[Exercise description] Find the line with "Exercise. Point to every instance of the paved" in the entries below, then reproduce it and every line after it down to and including the line with "Exercise. Point to every instance of the slate", exactly.

[Material for the task]
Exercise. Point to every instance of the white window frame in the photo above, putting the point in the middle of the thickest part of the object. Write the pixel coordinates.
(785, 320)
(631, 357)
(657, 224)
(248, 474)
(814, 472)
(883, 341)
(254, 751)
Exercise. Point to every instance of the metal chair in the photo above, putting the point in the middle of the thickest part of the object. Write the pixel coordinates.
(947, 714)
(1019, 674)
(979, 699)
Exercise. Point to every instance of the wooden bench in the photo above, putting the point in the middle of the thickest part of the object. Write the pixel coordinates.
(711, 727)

--

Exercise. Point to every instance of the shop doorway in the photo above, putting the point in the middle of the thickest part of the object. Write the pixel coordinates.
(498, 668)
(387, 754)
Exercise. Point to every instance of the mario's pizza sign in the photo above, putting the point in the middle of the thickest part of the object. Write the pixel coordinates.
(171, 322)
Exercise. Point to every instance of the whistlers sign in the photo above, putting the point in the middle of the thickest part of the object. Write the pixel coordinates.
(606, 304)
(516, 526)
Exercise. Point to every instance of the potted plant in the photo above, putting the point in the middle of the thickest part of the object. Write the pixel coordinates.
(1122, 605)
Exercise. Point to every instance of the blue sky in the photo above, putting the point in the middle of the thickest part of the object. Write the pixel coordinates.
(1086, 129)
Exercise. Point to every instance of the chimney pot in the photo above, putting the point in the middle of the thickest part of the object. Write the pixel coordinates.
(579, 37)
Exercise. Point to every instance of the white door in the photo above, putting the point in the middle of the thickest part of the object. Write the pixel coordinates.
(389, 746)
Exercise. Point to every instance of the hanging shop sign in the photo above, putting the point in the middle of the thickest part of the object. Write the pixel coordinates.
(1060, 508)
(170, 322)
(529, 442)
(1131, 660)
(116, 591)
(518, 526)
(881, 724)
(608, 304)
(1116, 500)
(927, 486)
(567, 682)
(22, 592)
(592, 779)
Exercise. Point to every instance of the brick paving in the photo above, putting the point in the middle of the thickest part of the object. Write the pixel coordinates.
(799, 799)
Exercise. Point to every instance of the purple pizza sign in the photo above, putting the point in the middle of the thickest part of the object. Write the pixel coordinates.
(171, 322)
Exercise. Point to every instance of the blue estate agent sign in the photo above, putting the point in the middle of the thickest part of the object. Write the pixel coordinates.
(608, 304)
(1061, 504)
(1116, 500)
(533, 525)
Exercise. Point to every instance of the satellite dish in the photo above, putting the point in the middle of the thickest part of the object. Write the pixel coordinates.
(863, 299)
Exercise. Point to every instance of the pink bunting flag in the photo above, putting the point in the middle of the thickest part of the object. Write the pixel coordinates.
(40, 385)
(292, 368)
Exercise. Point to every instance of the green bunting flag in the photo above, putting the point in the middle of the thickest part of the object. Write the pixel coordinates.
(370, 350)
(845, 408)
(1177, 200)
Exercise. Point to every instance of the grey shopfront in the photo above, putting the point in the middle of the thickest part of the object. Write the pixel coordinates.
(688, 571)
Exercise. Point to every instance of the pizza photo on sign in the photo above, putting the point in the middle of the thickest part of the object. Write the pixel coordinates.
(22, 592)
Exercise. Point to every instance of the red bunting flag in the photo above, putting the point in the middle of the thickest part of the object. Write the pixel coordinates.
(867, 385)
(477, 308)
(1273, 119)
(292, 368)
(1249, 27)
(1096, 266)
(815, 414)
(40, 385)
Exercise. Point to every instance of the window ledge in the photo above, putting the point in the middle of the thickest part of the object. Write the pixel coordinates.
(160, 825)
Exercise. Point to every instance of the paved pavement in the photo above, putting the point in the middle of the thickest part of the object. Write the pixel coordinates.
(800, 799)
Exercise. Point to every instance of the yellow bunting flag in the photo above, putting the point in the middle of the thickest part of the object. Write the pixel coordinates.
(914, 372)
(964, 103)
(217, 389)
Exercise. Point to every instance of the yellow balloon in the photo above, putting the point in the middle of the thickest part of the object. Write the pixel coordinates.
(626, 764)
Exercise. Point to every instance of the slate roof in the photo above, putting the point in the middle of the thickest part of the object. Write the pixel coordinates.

==

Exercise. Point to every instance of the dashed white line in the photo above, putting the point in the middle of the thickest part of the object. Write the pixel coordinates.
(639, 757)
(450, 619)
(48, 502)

[Expected output]
Exercise. Point to every instance of the paved pavement in the photo above, putting the point in the middle of the thickest part of the object. Write the pixel coordinates.
(800, 799)
Exercise. Point to every instance of the yellow bunting flag in the photo above, putting the point in the middle of the thickest part of the object. Write the pixel coordinates.
(914, 372)
(964, 103)
(217, 389)
Exercise. Point to every instance of the yellow balloon in the photo above, putting the point in the middle of the thickest part of the object. Write the pixel coordinates.
(626, 764)
Exercise. Point to every instance of the slate roof in the photo above, putting the point in the middle of the thickest part of the object. Write the pixel coordinates.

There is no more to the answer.